* [Source extract]:
I’ve recently spent a chunk of time cleaning up and shooting with my growing collection of Helios 44 lenses. As a Canon shooter, one potentially nasty issue with these lenses is that the mirror on a full frame DSLR can apparently hit the protruding rear lens element at infinity focus. This is an issue that’s been reported with some versions of the Helios 44 with some Canon full frame DSLRs.
Taking a few measurements on my 44’s, the rear element appears to protrude through the M42 to EF adapter by about 1.4mm at infinity focus on all of them. So it looks like any one of them could potentially cause the mirror problem on the right (or wrong) DSLR body. What I don’t know is if my 6D is one of the Canon models that might be an issue.
As a result, being a bit risk averse when it comes to taking chances with my cameras I’ve never tried any of my Helios 44s at infinity focus on the 6D.
However, last year I upgraded my camera and now mainly use a Canon EOS R, with the standard Canon RF to EF mount adapter to use my EF lenses. Because of the reduced mount to sensor distance with the R-series cameras the adapter is quite thick and that extra distance allied to the lack of a mirror means it’s now safe to use the Helios 44s at any focus distance I want.
The Idea: a Rear Mount Flare Adapter
After I’d been playing with the 44s I also dug out my anamorfake modified Pentacon 50mm f1.8 and stuck that on the M42 mount on the front of my EF/RF adapter. This gave great elliptical bokeh, but also got me thinking: what about the anamorphic style flares I was working on a couple of years back? Going back to my experiments with flare filters post, possibly the best result was with the flare filter at the back of the lens. So inspired by the Canon RF-EF adapter with drop-in filters, how about making a mount with a slot-in flare filter?
Taking another sideways step, how about making an elliptical aperture insert for the adapter as well? I’ve no idea how well having the aperture behind the lens would work optically, but since it’s only likely to be a small change from the flare filter insert it’s got to be worth a try.
- Thin EOS RF to M42 mount ring (mine is Pixco brand bought on eBay)
- Flanged M42 (to Canon EF) mount ring
- 3D printer filament
- Fishing line (0.1mm/2lb)
- M1.6 bolts (5mm and 12mm)
- Heat set threaded inserts (M1.6 x 4mm)
- 52mm internal diameter, 1.5mm diameter o-rings (x2)
Looking at the lens mount to sensor distances for the Canon EF and RF mounts, for the EF mount it is 44mm and for the RF it’s 20mm. That means the total thickness of the adapter should be 24mm. Measuring the thickness of my Canon EF-RF adapter reassuringly gave me a reading of 24mm.
I decided to use a pair of metal lens mounts at the ends for solidity. The one at the camera end is a thin M42 to RF mount that’s designed to be used with extension tubes. This has a thickness of 1.7mm, so the length of the adapter’s body has been set at 22.3mm to allow for this.
At the lens end I’ve used a flanged M42 to Canon EF mount, as a) I had one lying around, and b) its overall diameter is similar to the M42-RF mount used at the other end of the adapter.
The thickness of the M42 to EF mount added to the 24mm depth of the adapter and the 20mm distance to the sensor in the EOS-R should give very close to the mount to sensor distance for M42, which is 45.46mm. The thickness of the ring should ideally be 1.46mm, but anything in the range of about 1.25 to 1.5mm should work. Using a flanged mount means that later ‘automatic’ only M42 lenses (like the Helios 44M-4, with the stop down push pin in the mount) can be used at all apertures.

* [Entries supplied]:
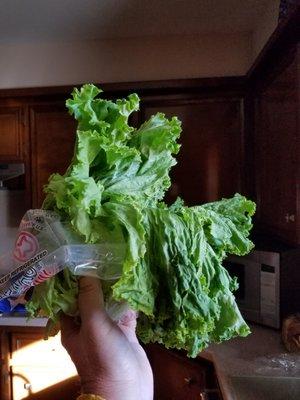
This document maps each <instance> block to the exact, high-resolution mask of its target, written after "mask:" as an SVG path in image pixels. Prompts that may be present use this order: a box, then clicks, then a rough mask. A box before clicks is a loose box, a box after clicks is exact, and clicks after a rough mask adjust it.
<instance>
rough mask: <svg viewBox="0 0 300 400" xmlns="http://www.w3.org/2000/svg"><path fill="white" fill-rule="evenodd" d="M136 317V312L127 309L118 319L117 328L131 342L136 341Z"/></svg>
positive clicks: (136, 317) (135, 341)
mask: <svg viewBox="0 0 300 400" xmlns="http://www.w3.org/2000/svg"><path fill="white" fill-rule="evenodd" d="M136 318H137V313H136V312H135V311H133V310H128V311H127V312H126V313H125V314H124V315H123V316H122V318H121V319H120V320H119V321H118V326H119V328H120V329H121V331H122V332H123V333H124V335H125V336H126V337H127V339H128V340H129V342H131V343H138V339H137V337H136V333H135V328H136Z"/></svg>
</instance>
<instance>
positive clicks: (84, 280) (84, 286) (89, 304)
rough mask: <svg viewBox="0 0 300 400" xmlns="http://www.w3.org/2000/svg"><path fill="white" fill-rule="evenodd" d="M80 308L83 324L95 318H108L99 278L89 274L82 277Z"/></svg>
mask: <svg viewBox="0 0 300 400" xmlns="http://www.w3.org/2000/svg"><path fill="white" fill-rule="evenodd" d="M78 308H79V313H80V317H81V320H82V323H83V324H84V323H85V322H90V321H91V320H93V319H94V318H98V319H99V318H100V319H101V318H104V319H106V318H107V316H106V311H105V309H104V302H103V293H102V288H101V283H100V280H99V279H95V278H91V277H87V276H84V277H82V278H80V280H79V294H78Z"/></svg>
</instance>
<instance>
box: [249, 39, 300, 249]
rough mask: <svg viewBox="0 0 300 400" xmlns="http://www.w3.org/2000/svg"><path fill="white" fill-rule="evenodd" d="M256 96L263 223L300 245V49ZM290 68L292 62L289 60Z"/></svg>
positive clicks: (291, 57) (298, 48) (260, 207)
mask: <svg viewBox="0 0 300 400" xmlns="http://www.w3.org/2000/svg"><path fill="white" fill-rule="evenodd" d="M289 58H290V61H289V63H288V65H287V66H284V67H283V68H281V70H279V72H278V73H277V74H276V75H275V78H273V79H272V80H271V81H269V83H268V84H267V85H264V86H263V87H262V89H261V90H260V92H259V94H258V95H257V97H256V124H255V125H256V129H255V137H254V140H255V153H254V154H255V155H254V156H255V169H256V190H257V203H258V221H259V224H260V226H261V228H262V230H263V231H264V232H266V233H272V234H273V235H275V236H277V237H279V238H281V239H283V240H284V241H286V242H289V243H291V244H294V245H297V244H300V222H299V221H300V215H299V212H300V209H299V202H300V191H299V184H300V167H299V165H300V142H299V137H300V74H299V71H300V48H299V46H298V48H296V49H295V50H294V51H293V52H292V56H291V55H289ZM284 61H285V63H286V60H284Z"/></svg>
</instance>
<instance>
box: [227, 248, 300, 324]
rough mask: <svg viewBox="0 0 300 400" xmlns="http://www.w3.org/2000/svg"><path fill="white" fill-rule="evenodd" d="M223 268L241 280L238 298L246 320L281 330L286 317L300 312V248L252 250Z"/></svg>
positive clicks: (232, 256)
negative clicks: (255, 322)
mask: <svg viewBox="0 0 300 400" xmlns="http://www.w3.org/2000/svg"><path fill="white" fill-rule="evenodd" d="M223 265H224V267H225V268H226V269H227V270H228V272H229V274H230V275H231V276H232V277H233V276H235V277H237V280H238V283H239V288H238V289H237V291H236V292H235V293H234V295H235V298H236V301H237V304H238V306H239V309H240V311H241V313H242V315H243V317H244V318H245V319H246V320H248V321H252V322H256V323H258V324H262V325H265V326H269V327H272V328H278V329H279V328H280V327H281V323H282V320H283V319H284V318H285V317H287V316H288V315H290V314H294V313H297V312H300V248H287V247H283V248H281V249H277V250H274V249H271V250H270V249H267V250H266V249H263V250H260V249H257V250H252V252H250V253H249V254H248V255H246V256H230V257H228V258H227V259H226V260H225V261H224V264H223Z"/></svg>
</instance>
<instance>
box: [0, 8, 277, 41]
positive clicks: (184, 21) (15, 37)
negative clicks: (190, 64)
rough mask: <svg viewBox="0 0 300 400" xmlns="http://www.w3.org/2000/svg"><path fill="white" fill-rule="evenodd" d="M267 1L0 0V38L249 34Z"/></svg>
mask: <svg viewBox="0 0 300 400" xmlns="http://www.w3.org/2000/svg"><path fill="white" fill-rule="evenodd" d="M270 1H272V0H1V2H0V42H2V43H3V42H9V43H12V42H20V41H53V40H55V41H57V40H64V41H66V40H70V41H73V40H92V39H104V38H121V37H138V36H150V35H151V36H154V35H192V34H203V33H212V32H216V33H232V32H249V31H252V30H253V28H254V27H255V24H256V21H257V19H258V18H259V16H260V15H261V13H262V12H263V10H264V7H265V6H266V4H267V3H268V2H270Z"/></svg>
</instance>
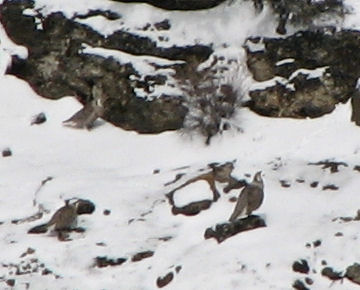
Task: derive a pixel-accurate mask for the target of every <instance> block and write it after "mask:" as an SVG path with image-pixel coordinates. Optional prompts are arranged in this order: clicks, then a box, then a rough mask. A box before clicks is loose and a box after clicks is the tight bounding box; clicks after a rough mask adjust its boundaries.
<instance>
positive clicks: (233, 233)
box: [204, 215, 266, 243]
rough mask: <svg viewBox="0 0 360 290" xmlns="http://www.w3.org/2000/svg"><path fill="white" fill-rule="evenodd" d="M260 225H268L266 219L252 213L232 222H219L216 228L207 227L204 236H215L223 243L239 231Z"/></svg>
mask: <svg viewBox="0 0 360 290" xmlns="http://www.w3.org/2000/svg"><path fill="white" fill-rule="evenodd" d="M260 227H266V223H265V221H264V220H263V219H262V218H261V217H259V216H256V215H251V216H248V217H246V218H242V219H237V220H235V221H233V222H230V223H222V224H217V225H216V226H215V228H207V229H206V231H205V234H204V237H205V239H210V238H214V239H216V241H217V242H218V243H221V242H223V241H225V240H226V239H228V238H230V237H232V236H234V235H236V234H238V233H241V232H244V231H249V230H253V229H256V228H260Z"/></svg>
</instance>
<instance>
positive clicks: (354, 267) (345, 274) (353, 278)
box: [345, 263, 360, 285]
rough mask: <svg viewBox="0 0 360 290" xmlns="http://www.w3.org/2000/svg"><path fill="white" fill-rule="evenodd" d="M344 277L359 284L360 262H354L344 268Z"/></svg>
mask: <svg viewBox="0 0 360 290" xmlns="http://www.w3.org/2000/svg"><path fill="white" fill-rule="evenodd" d="M345 277H346V278H348V279H349V280H350V281H352V282H354V283H356V284H359V285H360V264H358V263H354V264H353V265H351V266H349V267H347V268H346V272H345Z"/></svg>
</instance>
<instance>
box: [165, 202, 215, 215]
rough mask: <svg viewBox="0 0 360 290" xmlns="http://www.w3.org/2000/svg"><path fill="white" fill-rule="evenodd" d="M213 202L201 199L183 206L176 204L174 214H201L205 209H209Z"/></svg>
mask: <svg viewBox="0 0 360 290" xmlns="http://www.w3.org/2000/svg"><path fill="white" fill-rule="evenodd" d="M212 202H213V201H212V200H201V201H195V202H191V203H189V204H188V205H185V206H183V207H176V206H175V205H174V206H173V207H172V210H171V211H172V213H173V214H174V215H177V214H183V215H187V216H193V215H197V214H199V213H200V212H201V211H203V210H206V209H208V208H209V207H210V206H211V204H212Z"/></svg>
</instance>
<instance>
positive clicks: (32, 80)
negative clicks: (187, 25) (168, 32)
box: [0, 0, 212, 133]
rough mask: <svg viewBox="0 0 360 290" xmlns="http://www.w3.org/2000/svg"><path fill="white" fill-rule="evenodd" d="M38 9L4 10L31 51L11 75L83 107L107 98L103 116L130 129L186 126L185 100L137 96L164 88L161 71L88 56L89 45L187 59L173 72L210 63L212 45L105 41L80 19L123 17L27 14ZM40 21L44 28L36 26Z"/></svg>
mask: <svg viewBox="0 0 360 290" xmlns="http://www.w3.org/2000/svg"><path fill="white" fill-rule="evenodd" d="M32 7H33V4H32V1H29V0H24V1H5V2H4V3H3V4H2V5H1V6H0V13H1V16H2V17H1V22H2V24H3V26H4V27H5V29H6V31H7V33H8V34H9V36H10V37H11V38H12V40H13V41H14V42H16V43H17V44H20V45H24V46H26V47H27V48H28V52H29V55H28V58H27V59H26V60H23V59H19V58H14V59H13V65H12V67H11V69H10V70H9V71H8V73H10V74H14V75H16V76H18V77H20V78H22V79H24V80H26V81H27V82H28V83H29V84H30V85H31V86H32V87H33V89H34V90H35V91H36V92H37V93H39V94H40V95H42V96H44V97H47V98H53V99H57V98H61V97H63V96H68V95H73V96H77V97H78V98H79V100H80V101H81V102H82V103H87V102H90V101H91V100H92V99H94V98H101V99H102V101H103V104H104V106H105V108H106V110H105V113H104V116H103V118H104V119H105V120H107V121H109V122H111V123H113V124H115V125H117V126H120V127H122V128H123V129H126V130H136V131H138V132H141V133H158V132H162V131H165V130H175V129H179V128H181V127H182V124H183V120H184V117H185V115H186V112H187V109H186V108H185V106H183V104H182V103H183V101H182V99H181V98H180V97H170V96H166V95H160V96H157V97H156V98H154V99H152V100H147V99H146V98H143V97H141V98H140V97H138V96H137V94H136V92H135V89H136V88H142V89H144V90H149V89H151V86H155V85H158V84H164V83H165V82H166V81H167V76H166V75H164V74H162V73H161V72H160V73H157V74H155V75H141V73H140V72H138V71H137V70H136V69H135V68H134V67H133V65H132V64H130V63H125V64H124V63H120V62H119V61H116V60H115V59H114V58H111V57H109V58H106V57H103V56H100V55H95V54H91V53H88V52H87V51H86V47H91V48H103V49H112V50H117V51H120V52H126V53H130V54H132V55H134V56H139V55H146V56H155V57H159V58H165V59H166V60H167V61H169V60H174V61H175V60H176V61H182V63H179V62H177V63H176V64H175V63H174V64H169V65H167V66H166V68H171V69H173V70H181V69H183V68H184V67H186V66H187V65H190V64H191V65H194V64H195V65H196V64H197V63H200V62H202V61H204V60H206V59H207V58H208V57H209V55H210V54H211V53H212V49H211V48H210V47H207V46H204V45H195V46H187V47H175V46H173V47H170V48H161V47H158V46H157V44H156V42H154V41H152V40H151V39H148V38H145V37H139V36H137V35H134V34H131V33H128V32H124V31H116V32H114V33H113V34H111V35H109V36H108V37H104V36H103V35H101V34H99V33H98V32H96V31H94V30H93V29H91V28H90V27H88V26H86V25H83V24H81V23H79V22H76V21H75V20H76V19H77V18H78V19H84V18H87V17H91V16H93V15H98V14H101V15H103V16H104V17H107V18H108V19H113V18H116V17H117V16H116V15H113V14H112V13H111V12H109V11H95V12H94V11H90V12H89V14H88V15H79V16H74V19H67V18H66V17H65V16H64V15H63V14H61V13H54V14H50V15H49V16H43V15H40V14H39V15H37V18H35V16H29V15H24V14H23V11H24V10H25V9H26V8H32ZM39 19H41V26H42V27H41V28H39V27H38V26H37V24H36V23H37V22H36V21H38V20H39ZM169 25H170V24H169V23H168V26H169ZM162 27H163V26H162ZM153 65H154V66H155V65H156V64H153Z"/></svg>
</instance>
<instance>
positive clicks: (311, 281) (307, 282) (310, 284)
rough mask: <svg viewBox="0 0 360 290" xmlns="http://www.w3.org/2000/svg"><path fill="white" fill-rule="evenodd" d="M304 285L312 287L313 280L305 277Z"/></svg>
mask: <svg viewBox="0 0 360 290" xmlns="http://www.w3.org/2000/svg"><path fill="white" fill-rule="evenodd" d="M305 283H306V284H308V285H312V284H314V280H313V279H311V278H309V277H306V278H305Z"/></svg>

* [Exercise tasks]:
1/ In the Helios adapter post, rewrite the paragraph starting "However, last year I upgraded my camera" as a short bulleted list that keeps its main facts.
2/ Carry on the Helios adapter post from the end of its last paragraph.
You won't need the rows for this.

* [Answer list]:
1/
- Now mainly uses a Canon EOS R, with the standard Canon RF to EF adapter for EF lenses.
- R-series cameras have a shorter mount-to-sensor distance, so that adapter is quite thick.
- The extra distance, plus the lack of a mirror, makes the Helios 44s safe to use at any focus distance.

2/
Using different lens to EF mounts for the front of the adapter should be possible. Non-EF mounts may be problematic, however, as many of them have a smaller diameter than the Canon EF. If the chosen mount’s overall diameter is smaller it may not be possible to drill it so the fixing screws line up with the holes in the adapter.
Adapter Body and Internals
The adapter body is designed to be printed in two parts, split at the front of the side slot. This means the body can be printed without supports round the slot-in insert, which should make for a smoother surface and a better seal.
Taking a look at my Canon EF-RF adapter, the inside surface has a series of ‘baffles’ to reduce internal light reflections. Given that my adapter is designed for 3D printing, creating similar baffles in a single print would be very difficult.
As an alternative I’ve designed them as a series of rings that can be printed independently and stacked inside the back part of the body of the adapter before the two parts are screwed together.
To ensure a reasonably light- and dust-tight seal round the slot-in insert I’ve included a pair of o-rings, one on either side. One of these is in the front baffle and the other is in the back of the front body part.
The mounting rings at either end are designed to be held in place by M1.6 bolts, with heat set threaded inserts in the adapter body.
The slot-in insert comes in two flavours. The flare version has a recessed hole in the centre to fit a disk holding the fishing line and the second has a fixed elliptical aperture in the centre.
It’s pretty important that the mounts at either end of the adapter are aligned properly. If the rear mount isn’t the slot in insert won’t be horizontal, which apart from looking rubbish would make it difficult to get the fishing line and elliptical aperture vertical. With the front mount, misalignment would mean the aperture markers and focus scale might not be in very usable positions. To ensure proper alignment I’ve designed a couple of printable drilling templates.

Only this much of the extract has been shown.